Data shown below:
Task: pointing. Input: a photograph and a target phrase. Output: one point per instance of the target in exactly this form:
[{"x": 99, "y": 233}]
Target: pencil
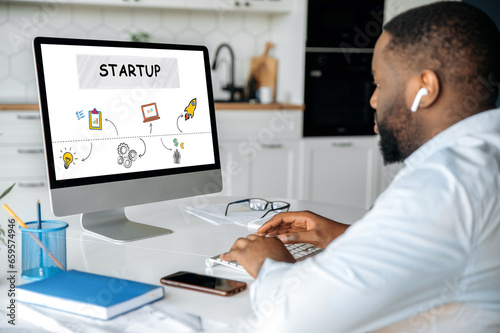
[{"x": 22, "y": 224}]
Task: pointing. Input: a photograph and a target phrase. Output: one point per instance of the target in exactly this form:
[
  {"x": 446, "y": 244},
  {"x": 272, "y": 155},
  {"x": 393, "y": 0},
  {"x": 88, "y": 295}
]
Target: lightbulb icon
[{"x": 67, "y": 158}]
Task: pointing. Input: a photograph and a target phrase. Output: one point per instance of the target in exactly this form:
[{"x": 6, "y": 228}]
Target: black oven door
[{"x": 338, "y": 87}]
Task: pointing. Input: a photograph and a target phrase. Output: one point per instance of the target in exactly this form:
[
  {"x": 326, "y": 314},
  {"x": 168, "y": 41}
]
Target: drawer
[
  {"x": 20, "y": 128},
  {"x": 23, "y": 197},
  {"x": 22, "y": 162}
]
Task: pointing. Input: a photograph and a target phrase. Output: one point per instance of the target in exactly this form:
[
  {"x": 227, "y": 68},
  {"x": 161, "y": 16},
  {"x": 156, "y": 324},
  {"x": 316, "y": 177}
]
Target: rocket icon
[{"x": 190, "y": 109}]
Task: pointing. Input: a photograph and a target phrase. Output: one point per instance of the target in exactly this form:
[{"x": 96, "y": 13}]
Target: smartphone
[{"x": 204, "y": 283}]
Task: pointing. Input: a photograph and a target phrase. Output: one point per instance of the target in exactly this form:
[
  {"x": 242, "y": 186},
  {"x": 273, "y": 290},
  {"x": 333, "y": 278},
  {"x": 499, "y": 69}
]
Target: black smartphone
[{"x": 204, "y": 283}]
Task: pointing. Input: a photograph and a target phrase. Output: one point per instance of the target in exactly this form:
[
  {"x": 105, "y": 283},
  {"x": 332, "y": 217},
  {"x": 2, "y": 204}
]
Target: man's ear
[{"x": 430, "y": 81}]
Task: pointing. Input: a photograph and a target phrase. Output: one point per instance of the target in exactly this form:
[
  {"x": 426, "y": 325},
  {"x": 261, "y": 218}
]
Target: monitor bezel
[{"x": 44, "y": 111}]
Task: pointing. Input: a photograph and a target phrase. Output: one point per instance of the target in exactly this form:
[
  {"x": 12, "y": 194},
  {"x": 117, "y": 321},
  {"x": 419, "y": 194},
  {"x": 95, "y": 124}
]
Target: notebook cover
[{"x": 89, "y": 294}]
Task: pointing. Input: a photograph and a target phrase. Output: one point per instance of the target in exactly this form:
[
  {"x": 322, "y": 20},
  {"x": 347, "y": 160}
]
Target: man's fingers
[
  {"x": 275, "y": 221},
  {"x": 298, "y": 237}
]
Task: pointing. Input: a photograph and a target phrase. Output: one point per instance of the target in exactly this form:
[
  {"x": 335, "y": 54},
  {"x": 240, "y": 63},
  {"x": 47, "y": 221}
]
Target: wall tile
[
  {"x": 19, "y": 23},
  {"x": 230, "y": 23},
  {"x": 189, "y": 36},
  {"x": 87, "y": 17},
  {"x": 202, "y": 21},
  {"x": 243, "y": 45},
  {"x": 12, "y": 40},
  {"x": 22, "y": 66},
  {"x": 103, "y": 32},
  {"x": 117, "y": 17},
  {"x": 3, "y": 12},
  {"x": 4, "y": 66},
  {"x": 12, "y": 91},
  {"x": 175, "y": 21},
  {"x": 60, "y": 17},
  {"x": 257, "y": 24},
  {"x": 72, "y": 30},
  {"x": 146, "y": 19}
]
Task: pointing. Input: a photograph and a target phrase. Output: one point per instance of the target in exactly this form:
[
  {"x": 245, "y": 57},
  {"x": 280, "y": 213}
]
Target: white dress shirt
[{"x": 425, "y": 258}]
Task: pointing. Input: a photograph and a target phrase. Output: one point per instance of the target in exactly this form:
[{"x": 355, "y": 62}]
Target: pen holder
[{"x": 43, "y": 250}]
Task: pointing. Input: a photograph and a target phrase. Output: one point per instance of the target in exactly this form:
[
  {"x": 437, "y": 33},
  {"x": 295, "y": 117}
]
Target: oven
[{"x": 338, "y": 87}]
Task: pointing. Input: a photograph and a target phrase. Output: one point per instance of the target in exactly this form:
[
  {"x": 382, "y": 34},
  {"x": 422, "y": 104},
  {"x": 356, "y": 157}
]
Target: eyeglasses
[{"x": 261, "y": 204}]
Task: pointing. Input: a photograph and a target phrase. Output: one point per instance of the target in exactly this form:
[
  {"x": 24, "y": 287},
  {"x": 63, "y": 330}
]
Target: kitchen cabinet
[
  {"x": 341, "y": 170},
  {"x": 23, "y": 159},
  {"x": 265, "y": 6},
  {"x": 260, "y": 152}
]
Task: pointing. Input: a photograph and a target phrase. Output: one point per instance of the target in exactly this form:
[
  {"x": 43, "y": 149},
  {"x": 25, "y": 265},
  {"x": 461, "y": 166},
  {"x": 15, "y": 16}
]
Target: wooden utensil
[{"x": 264, "y": 68}]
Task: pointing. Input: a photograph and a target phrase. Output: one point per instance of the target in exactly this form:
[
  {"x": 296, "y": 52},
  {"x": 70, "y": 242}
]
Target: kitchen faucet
[{"x": 230, "y": 86}]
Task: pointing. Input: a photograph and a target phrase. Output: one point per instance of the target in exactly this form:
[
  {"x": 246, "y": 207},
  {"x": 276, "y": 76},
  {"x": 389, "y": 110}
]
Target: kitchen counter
[{"x": 218, "y": 106}]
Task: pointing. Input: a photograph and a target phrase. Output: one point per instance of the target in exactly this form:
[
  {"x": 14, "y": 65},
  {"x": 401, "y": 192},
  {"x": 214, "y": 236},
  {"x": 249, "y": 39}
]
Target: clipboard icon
[
  {"x": 95, "y": 119},
  {"x": 150, "y": 112}
]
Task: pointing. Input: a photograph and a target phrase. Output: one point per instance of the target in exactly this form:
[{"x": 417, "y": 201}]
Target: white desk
[{"x": 192, "y": 241}]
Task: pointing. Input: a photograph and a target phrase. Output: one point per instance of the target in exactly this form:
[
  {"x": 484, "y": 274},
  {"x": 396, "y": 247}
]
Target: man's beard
[{"x": 399, "y": 133}]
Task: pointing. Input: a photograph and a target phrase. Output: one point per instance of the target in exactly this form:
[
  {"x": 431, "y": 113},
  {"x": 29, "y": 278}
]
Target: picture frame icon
[
  {"x": 95, "y": 120},
  {"x": 150, "y": 112}
]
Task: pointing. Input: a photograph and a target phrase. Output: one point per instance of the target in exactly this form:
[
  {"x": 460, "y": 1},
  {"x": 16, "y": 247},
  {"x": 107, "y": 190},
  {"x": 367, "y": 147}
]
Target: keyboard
[{"x": 299, "y": 251}]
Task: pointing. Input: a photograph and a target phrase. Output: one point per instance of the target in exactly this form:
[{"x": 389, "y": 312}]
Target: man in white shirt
[{"x": 426, "y": 257}]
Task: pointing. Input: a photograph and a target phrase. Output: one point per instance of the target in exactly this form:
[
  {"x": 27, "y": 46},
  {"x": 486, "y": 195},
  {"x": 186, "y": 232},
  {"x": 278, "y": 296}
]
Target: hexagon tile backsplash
End of Data shown.
» Activity:
From the first line to the last, retype the entries above exactly, minus the pictures.

» Solution for this task:
Task: pointing. Input: a photograph and a target phrase. Output: one point per instance of the target in exactly this form:
[{"x": 99, "y": 233}]
Target: pencil
[{"x": 22, "y": 224}]
Task: pointing. Input: a photograph and a target phrase. Output: one point per instance of the target in exactly this form:
[
  {"x": 446, "y": 244},
  {"x": 272, "y": 155},
  {"x": 393, "y": 0},
  {"x": 88, "y": 295}
]
Target: lightbulb icon
[{"x": 67, "y": 158}]
Task: pointing. Input: a photograph and a target phrase. Output: one point per instance of the target in exactly this form:
[{"x": 6, "y": 228}]
Target: black oven door
[{"x": 338, "y": 87}]
Task: pointing. Input: a photograph and a target phrase. Output: one point per instance of the target in exactly this form:
[
  {"x": 326, "y": 314},
  {"x": 168, "y": 41}
]
Target: drawer
[
  {"x": 20, "y": 128},
  {"x": 23, "y": 197},
  {"x": 22, "y": 162}
]
Task: pointing. Input: a photograph and a target phrase. Output: one point per instance of the target in exactly this form:
[
  {"x": 227, "y": 68},
  {"x": 161, "y": 16},
  {"x": 156, "y": 324},
  {"x": 316, "y": 177}
]
Target: rocket icon
[{"x": 190, "y": 109}]
Task: pointing. Input: a photograph and a target phrase. Output: one point per instance of the target in exactly this form:
[{"x": 96, "y": 13}]
Target: smartphone
[{"x": 204, "y": 283}]
Task: pointing. Input: a photograph and a target phrase. Output: one point per instance of the target in exactly this form:
[
  {"x": 242, "y": 186},
  {"x": 273, "y": 290},
  {"x": 333, "y": 278},
  {"x": 499, "y": 69}
]
Target: black smartphone
[{"x": 204, "y": 283}]
Task: pointing. Input: a photograph and a target phrase. Output: one point per instance of the target in exactly this form:
[
  {"x": 105, "y": 283},
  {"x": 332, "y": 217},
  {"x": 2, "y": 204}
]
Target: man's ear
[{"x": 430, "y": 81}]
Task: pointing. Input: a photograph and a target phrase. Output: one point per instance of the target in exactly this form:
[
  {"x": 426, "y": 325},
  {"x": 261, "y": 218}
]
Target: monitor bezel
[{"x": 44, "y": 111}]
Task: pointing. Input: a photograph and a target phrase. Output: one point per instance of the target in exactly this form:
[
  {"x": 12, "y": 194},
  {"x": 117, "y": 321},
  {"x": 419, "y": 194},
  {"x": 95, "y": 124}
]
Target: notebook cover
[{"x": 89, "y": 294}]
Task: pointing. Input: a photograph and a target phrase. Output: one point per instance of the target in exactly this form:
[
  {"x": 322, "y": 20},
  {"x": 347, "y": 160}
]
Target: man's fingers
[
  {"x": 275, "y": 221},
  {"x": 298, "y": 237}
]
Task: pointing. Input: a photograph and a target phrase. Output: one point per instance of the target in exactly this form:
[
  {"x": 335, "y": 54},
  {"x": 240, "y": 63},
  {"x": 47, "y": 221}
]
Target: wall tile
[
  {"x": 19, "y": 23},
  {"x": 230, "y": 23},
  {"x": 189, "y": 36},
  {"x": 87, "y": 17},
  {"x": 202, "y": 21},
  {"x": 243, "y": 45},
  {"x": 12, "y": 40},
  {"x": 22, "y": 66},
  {"x": 103, "y": 32},
  {"x": 117, "y": 17},
  {"x": 3, "y": 12},
  {"x": 4, "y": 66},
  {"x": 12, "y": 91},
  {"x": 175, "y": 21},
  {"x": 60, "y": 17},
  {"x": 257, "y": 24},
  {"x": 72, "y": 30},
  {"x": 146, "y": 19}
]
Task: pointing. Input: a photograph and a target phrase. Output: one point per instance of the target in exactly this form:
[
  {"x": 245, "y": 57},
  {"x": 280, "y": 213}
]
Target: white dress shirt
[{"x": 425, "y": 258}]
Task: pointing. Input: a photograph and a target phrase. Output: one point per instance of the target in exactly this form:
[{"x": 355, "y": 62}]
Target: pen holder
[{"x": 43, "y": 250}]
Task: pointing. Input: a photograph and a target phrase. Output: one point per instance of the target in exactly this form:
[
  {"x": 437, "y": 33},
  {"x": 295, "y": 117}
]
Target: oven
[{"x": 338, "y": 87}]
Task: pointing. Input: a photograph and a target phrase. Output: one point per instance of the target in exactly this form:
[
  {"x": 382, "y": 34},
  {"x": 422, "y": 104},
  {"x": 356, "y": 157}
]
Target: eyeglasses
[{"x": 261, "y": 204}]
Task: pointing. Input: a photograph and a target phrase. Output: one point per instance of the target in exactly this form:
[
  {"x": 24, "y": 287},
  {"x": 63, "y": 330}
]
Target: kitchen cabinet
[
  {"x": 341, "y": 170},
  {"x": 23, "y": 159},
  {"x": 265, "y": 6},
  {"x": 260, "y": 152}
]
Task: pointing. Input: a photograph and a target phrase. Output: one point per instance of the target in exactly this form:
[
  {"x": 43, "y": 149},
  {"x": 25, "y": 265},
  {"x": 461, "y": 166},
  {"x": 15, "y": 16}
]
Target: wooden utensil
[{"x": 264, "y": 68}]
Task: pointing. Input: a photograph and a target phrase. Output: one point per instance of the target in exactly this form:
[
  {"x": 296, "y": 52},
  {"x": 70, "y": 242}
]
Target: kitchen faucet
[{"x": 230, "y": 86}]
Task: pointing. Input: a photograph and a target phrase. Output: one point per instance of the target in exactly this form:
[
  {"x": 246, "y": 207},
  {"x": 276, "y": 76},
  {"x": 389, "y": 110}
]
Target: kitchen counter
[{"x": 218, "y": 106}]
Task: pointing. Input: a photograph and a target phrase. Output: one point per instance of the target in exactly this form:
[
  {"x": 14, "y": 65},
  {"x": 401, "y": 192},
  {"x": 214, "y": 236},
  {"x": 249, "y": 39}
]
Target: clipboard icon
[
  {"x": 95, "y": 119},
  {"x": 150, "y": 112}
]
Task: pointing. Input: a photograph and a target phrase. Output: one point per instance of the target in exactly this form:
[{"x": 417, "y": 201}]
Target: white desk
[{"x": 192, "y": 241}]
Task: pointing. Input: a photograph and a target phrase. Output: one point per instance of the target in exactly this form:
[
  {"x": 484, "y": 274},
  {"x": 396, "y": 247}
]
Target: man's beard
[{"x": 399, "y": 133}]
Task: pointing. Input: a photograph and a target phrase. Output: one point per instance of the target in exactly this form:
[
  {"x": 431, "y": 113},
  {"x": 29, "y": 278}
]
Target: picture frame icon
[
  {"x": 95, "y": 120},
  {"x": 150, "y": 112}
]
Task: pointing. Input: a photograph and a target phrase. Output: one point per instance of the target in exactly this form:
[
  {"x": 460, "y": 1},
  {"x": 16, "y": 247},
  {"x": 107, "y": 190},
  {"x": 367, "y": 147}
]
Target: keyboard
[{"x": 299, "y": 251}]
Task: pointing. Input: a photograph and a target phrase. Output: one point per instance of the target in exactly this form:
[{"x": 389, "y": 312}]
Target: man in white shirt
[{"x": 426, "y": 257}]
Task: pointing. Input: a photograph and a target phrase. Output: one point per instance of the target in exactly this form:
[
  {"x": 27, "y": 46},
  {"x": 486, "y": 195},
  {"x": 186, "y": 232},
  {"x": 278, "y": 296}
]
Target: hexagon tile backsplash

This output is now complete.